Pesquisadores e estudante da UFPA avaliam cenário nacional da educação de pessoas surdas
Chama-se pessoa surda aquela que é portadora de surdez e que possui uma identidade, uma cultura, uma história e uma língua próprias. Para o(a) surdo(a), a língua materna, ou seja, a primeira língua é a Língua Brasileira de Sinais – Libras; e a segunda, a Língua Portuguesa, como modalidade escrita e/ou oral caso se considere surdo(a)-bilíngue. Mas esse processo de alfabetização da pessoa surda, na prática, não é tão simples. O(A) surdo(a) necessita da acessibilidade em qualquer lugar, como no ambiente doméstico, no trabalho, nos eventos, nas igrejas, e principalmente, nas escolas e nas universidades. Dia 26 de setembro, no Brasil, é o Dia Nacional dos Surdos.
Recentemente, houve uma conquista para a comunidade surda brasileira: a alteração na Lei de Diretrizes e Bases da Educação Nacional (LDB), por meio da lei nº 14.191, de 3 de agosto de 2021, destacou que “entende-se por educação bilíngue de surdos, a modalidade de educação escolar oferecida em Língua Brasileira de Sinais (Libras) como primeira língua, e em português escrito, como segunda língua, em escolas bilíngues de surdos, classes bilíngues de surdos, escolas comuns ou em polos de educação bilíngue de surdos, para educandos surdos, surdo-cegos, com deficiência auditiva sinalizantes, surdos com altas habilidades ou superdotação ou com outras deficiências associadas, optantes pela modalidade de educação bilíngue de surdos.” Os professores da Faculdade de Letras Estrangeiras Modernas (Falem) do Instituto de Letras e Comunicação (ILC) da Universidade Federal do Pará (UFPA), comentam o assunto.

***

Tarefa: Reproduza fielmente, do texto sobre a educação de pessoas surdas, o trecho que vai de “Pesquisadores e estudante” até “Nacional dos Surdos.”. As linhas a seguir provêm de outra fonte.

***

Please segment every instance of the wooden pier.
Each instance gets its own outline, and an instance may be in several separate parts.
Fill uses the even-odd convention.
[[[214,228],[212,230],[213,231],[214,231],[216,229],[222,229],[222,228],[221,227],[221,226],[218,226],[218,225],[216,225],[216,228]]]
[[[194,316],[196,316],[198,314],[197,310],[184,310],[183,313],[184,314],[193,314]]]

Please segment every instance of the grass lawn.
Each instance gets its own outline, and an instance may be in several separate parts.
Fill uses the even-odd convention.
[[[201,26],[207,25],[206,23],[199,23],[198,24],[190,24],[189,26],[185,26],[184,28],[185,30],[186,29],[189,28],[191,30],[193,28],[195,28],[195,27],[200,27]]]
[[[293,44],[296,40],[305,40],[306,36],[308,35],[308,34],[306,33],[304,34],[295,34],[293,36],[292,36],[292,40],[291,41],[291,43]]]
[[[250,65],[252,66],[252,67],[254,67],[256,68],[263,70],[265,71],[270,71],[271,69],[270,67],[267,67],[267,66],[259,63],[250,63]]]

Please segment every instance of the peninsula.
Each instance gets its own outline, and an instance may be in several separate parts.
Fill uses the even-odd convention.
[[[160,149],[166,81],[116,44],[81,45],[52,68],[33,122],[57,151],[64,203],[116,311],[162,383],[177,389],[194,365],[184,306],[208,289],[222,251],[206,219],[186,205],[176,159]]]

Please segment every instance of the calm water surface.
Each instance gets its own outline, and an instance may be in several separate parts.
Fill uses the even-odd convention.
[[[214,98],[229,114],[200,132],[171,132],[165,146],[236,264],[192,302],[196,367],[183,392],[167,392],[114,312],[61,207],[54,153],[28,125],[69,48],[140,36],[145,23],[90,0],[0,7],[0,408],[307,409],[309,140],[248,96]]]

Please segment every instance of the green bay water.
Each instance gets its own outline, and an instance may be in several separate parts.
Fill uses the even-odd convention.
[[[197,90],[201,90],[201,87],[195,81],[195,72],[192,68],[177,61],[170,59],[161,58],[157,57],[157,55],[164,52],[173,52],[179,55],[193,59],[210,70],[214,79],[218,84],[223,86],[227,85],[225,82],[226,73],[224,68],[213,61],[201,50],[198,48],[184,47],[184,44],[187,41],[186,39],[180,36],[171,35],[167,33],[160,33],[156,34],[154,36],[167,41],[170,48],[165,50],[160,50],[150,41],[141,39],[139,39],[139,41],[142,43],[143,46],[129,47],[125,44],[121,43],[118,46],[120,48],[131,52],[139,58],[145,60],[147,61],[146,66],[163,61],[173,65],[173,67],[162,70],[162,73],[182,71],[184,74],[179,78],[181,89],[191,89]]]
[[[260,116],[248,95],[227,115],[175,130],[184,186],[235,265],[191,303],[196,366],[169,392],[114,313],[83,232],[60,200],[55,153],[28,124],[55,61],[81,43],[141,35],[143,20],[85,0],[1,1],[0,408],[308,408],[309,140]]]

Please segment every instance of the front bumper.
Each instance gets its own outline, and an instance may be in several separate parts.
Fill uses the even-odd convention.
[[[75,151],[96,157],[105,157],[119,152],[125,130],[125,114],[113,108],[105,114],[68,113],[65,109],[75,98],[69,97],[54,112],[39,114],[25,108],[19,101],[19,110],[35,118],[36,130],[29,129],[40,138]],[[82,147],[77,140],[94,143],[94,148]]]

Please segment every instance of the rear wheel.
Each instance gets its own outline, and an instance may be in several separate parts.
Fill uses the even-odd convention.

***

Resposta:
Pesquisadores e estudante da UFPA avaliam cenário nacional da educação de pessoas surdas
Chama-se pessoa surda aquela que é portadora de surdez e que possui uma identidade, uma cultura, uma história e uma língua próprias. Para o(a) surdo(a), a língua materna, ou seja, a primeira língua é a Língua Brasileira de Sinais – Libras; e a segunda, a Língua Portuguesa, como modalidade escrita e/ou oral caso se considere surdo(a)-bilíngue. Mas esse processo de alfabetização da pessoa surda, na prática, não é tão simples. O(A) surdo(a) necessita da acessibilidade em qualquer lugar, como no ambiente doméstico, no trabalho, nos eventos, nas igrejas, e principalmente, nas escolas e nas universidades. Dia 26 de setembro, no Brasil, é o Dia Nacional dos Surdos.